Tuesday morning brought a bit of a letdown for the stock market, as major indexes pulled back from their big gains from before the holiday weekend. As of 11 a.m. EST, the Dow Jones Industrial Average (DJINDICES:^DJI) was down 32 points to 25,851. Elsewhere, the S&P 500 (SNPINDEX:^GSPC) lost a fraction of a point to 2,775, but the Nasdaq Composite (NASDAQINDEX:^IXIC) rose 8 points to 7,480.
Earnings season has continued to give a largely positive reading on the U.S. economy, and certain companies releasing their latest financials today had some encouraging things to add. Walmart (NYSE:WMT) and Medtronic (NYSE:MDT) issued their quarterly reports Tuesday morning, and although they're in very different industries, both showed signs of strength heading into 2019.
The big-box giant heads for the e-commerce world
Shares of Walmart jumped 3% after the retail giant released its fourth-quarter financial report. News from the Arkansas-based big-box retailer was good, with revenue growing 2% and adjusted earnings per share rising 6% from year-earlier levels. Comparable sales in the U.S. climbed 4.1%, accelerating from its 2.8% pace in the fourth quarter of the previous year on solid results from the company's namesake Walmart stores and its Sam's Club warehouse locations.
Walmart CEO Doug McMillon attributed the success to the company's strategic vision. "Progress on initiatives to accelerate growth, along with a favorable economic environment," McMillon said, "helped us deliver strong comp sales and gain market share."

-=-=-=-=-

Work instructions:
(1) Write out the stock market report text from "Tuesday morning brought" to "heading into 2019.", word for word.
(2) In the stock market report, by what percentage did Walmart's comparable U.S. sales rise in the fourth quarter?

Segmentation mask data
-=-=-=-=-

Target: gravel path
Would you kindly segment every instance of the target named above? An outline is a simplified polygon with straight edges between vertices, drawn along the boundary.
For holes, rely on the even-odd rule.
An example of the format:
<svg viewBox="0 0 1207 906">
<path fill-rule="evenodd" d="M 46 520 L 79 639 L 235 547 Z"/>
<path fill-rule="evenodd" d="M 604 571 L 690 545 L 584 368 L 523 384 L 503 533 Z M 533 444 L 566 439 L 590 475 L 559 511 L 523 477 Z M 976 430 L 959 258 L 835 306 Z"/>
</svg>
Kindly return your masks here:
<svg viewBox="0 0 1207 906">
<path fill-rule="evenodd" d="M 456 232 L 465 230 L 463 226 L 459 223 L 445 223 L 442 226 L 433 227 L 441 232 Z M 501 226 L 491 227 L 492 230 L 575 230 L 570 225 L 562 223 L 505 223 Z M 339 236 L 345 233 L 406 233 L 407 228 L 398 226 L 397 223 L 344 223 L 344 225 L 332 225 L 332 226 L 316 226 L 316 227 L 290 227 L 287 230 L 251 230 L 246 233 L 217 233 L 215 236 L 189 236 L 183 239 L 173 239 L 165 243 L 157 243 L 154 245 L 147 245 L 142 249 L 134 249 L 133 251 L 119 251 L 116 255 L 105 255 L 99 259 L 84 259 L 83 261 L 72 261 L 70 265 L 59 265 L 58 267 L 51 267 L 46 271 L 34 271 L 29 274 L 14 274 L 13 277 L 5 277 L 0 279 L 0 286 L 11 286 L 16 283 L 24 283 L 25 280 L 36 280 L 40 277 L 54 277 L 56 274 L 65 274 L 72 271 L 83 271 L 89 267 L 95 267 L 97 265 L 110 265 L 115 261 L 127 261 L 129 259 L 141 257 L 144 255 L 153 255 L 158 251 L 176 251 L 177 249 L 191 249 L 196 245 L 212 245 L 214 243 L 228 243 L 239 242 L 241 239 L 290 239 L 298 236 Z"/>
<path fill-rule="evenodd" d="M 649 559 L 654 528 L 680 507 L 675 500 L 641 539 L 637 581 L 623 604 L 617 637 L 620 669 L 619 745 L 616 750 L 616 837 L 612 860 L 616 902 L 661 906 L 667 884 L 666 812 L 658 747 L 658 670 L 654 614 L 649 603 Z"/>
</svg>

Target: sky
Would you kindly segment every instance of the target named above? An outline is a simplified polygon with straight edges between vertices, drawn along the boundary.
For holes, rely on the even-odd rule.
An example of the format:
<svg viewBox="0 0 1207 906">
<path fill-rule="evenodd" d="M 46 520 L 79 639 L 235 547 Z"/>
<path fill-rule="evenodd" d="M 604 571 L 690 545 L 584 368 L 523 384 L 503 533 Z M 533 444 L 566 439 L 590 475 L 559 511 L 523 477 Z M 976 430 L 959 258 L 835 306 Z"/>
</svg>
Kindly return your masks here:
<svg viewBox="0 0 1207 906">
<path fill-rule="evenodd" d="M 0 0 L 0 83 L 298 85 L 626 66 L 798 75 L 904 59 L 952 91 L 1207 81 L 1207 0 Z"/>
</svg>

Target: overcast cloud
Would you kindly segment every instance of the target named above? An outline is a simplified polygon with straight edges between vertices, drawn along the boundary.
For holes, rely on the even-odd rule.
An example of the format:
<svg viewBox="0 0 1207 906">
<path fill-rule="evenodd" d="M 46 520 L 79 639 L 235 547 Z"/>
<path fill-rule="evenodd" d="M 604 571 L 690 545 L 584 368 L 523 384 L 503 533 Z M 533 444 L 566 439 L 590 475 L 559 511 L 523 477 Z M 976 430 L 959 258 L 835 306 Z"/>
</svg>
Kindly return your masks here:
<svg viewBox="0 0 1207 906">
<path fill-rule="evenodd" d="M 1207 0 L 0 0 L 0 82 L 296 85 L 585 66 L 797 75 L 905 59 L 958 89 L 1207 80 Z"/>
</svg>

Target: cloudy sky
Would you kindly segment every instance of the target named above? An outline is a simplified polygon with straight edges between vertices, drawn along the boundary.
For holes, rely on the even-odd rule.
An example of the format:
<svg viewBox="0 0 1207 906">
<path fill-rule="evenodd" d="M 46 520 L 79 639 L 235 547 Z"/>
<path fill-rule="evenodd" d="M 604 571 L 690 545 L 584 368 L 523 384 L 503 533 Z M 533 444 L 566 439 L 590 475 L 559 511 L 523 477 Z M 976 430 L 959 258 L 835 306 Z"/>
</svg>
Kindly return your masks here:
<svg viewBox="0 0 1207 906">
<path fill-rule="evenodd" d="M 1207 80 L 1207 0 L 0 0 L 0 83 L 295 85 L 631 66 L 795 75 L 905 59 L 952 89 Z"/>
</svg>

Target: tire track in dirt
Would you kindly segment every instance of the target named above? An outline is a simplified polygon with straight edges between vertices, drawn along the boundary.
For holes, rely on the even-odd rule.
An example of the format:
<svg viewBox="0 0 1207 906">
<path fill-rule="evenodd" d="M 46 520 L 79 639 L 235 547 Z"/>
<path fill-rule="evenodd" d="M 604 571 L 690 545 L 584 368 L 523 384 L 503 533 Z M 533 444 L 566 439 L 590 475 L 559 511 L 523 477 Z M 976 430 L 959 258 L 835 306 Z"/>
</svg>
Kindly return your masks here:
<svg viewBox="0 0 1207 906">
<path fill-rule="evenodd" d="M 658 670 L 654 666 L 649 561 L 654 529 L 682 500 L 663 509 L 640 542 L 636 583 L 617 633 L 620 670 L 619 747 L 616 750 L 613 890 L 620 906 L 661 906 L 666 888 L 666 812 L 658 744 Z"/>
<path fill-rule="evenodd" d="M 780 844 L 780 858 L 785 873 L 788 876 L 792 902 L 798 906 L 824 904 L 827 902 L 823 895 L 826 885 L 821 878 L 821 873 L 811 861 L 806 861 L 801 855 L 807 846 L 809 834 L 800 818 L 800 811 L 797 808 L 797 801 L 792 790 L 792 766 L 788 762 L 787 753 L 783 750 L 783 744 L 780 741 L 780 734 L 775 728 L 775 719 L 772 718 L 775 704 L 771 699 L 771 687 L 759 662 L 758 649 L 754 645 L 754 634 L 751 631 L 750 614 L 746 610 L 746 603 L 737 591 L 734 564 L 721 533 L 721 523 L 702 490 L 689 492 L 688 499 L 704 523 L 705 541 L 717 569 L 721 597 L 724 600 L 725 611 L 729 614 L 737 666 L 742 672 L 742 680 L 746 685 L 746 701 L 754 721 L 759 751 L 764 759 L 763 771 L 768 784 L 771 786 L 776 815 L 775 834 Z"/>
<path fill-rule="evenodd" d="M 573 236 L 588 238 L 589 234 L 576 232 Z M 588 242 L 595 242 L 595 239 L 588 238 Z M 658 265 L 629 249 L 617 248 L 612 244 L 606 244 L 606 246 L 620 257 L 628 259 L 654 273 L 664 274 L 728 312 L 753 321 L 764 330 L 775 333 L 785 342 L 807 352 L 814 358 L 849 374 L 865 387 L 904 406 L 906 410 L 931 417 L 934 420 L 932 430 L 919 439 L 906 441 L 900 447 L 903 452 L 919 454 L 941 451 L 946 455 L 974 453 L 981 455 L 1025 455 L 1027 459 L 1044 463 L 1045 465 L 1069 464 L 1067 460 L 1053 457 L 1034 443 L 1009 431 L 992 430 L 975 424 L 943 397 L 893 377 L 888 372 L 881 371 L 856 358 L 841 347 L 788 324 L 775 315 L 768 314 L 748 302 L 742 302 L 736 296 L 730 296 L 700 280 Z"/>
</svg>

-=-=-=-=-

Solved problems:
(1)
Tuesday morning brought a bit of a letdown for the stock market, as major indexes pulled back from their big gains from before the holiday weekend. As of 11 a.m. EST, the Dow Jones Industrial Average (DJINDICES:^DJI) was down 32 points to 25,851. Elsewhere, the S&P 500 (SNPINDEX:^GSPC) lost a fraction of a point to 2,775, but the Nasdaq Composite (NASDAQINDEX:^IXIC) rose 8 points to 7,480.
Earnings season has continued to give a largely positive reading on the U.S. economy, and certain companies releasing their latest financials today had some encouraging things to add. Walmart (NYSE:WMT) and Medtronic (NYSE:MDT) issued their quarterly reports Tuesday morning, and although they're in very different industries, both showed signs of strength heading into 2019.

(2) 4.1%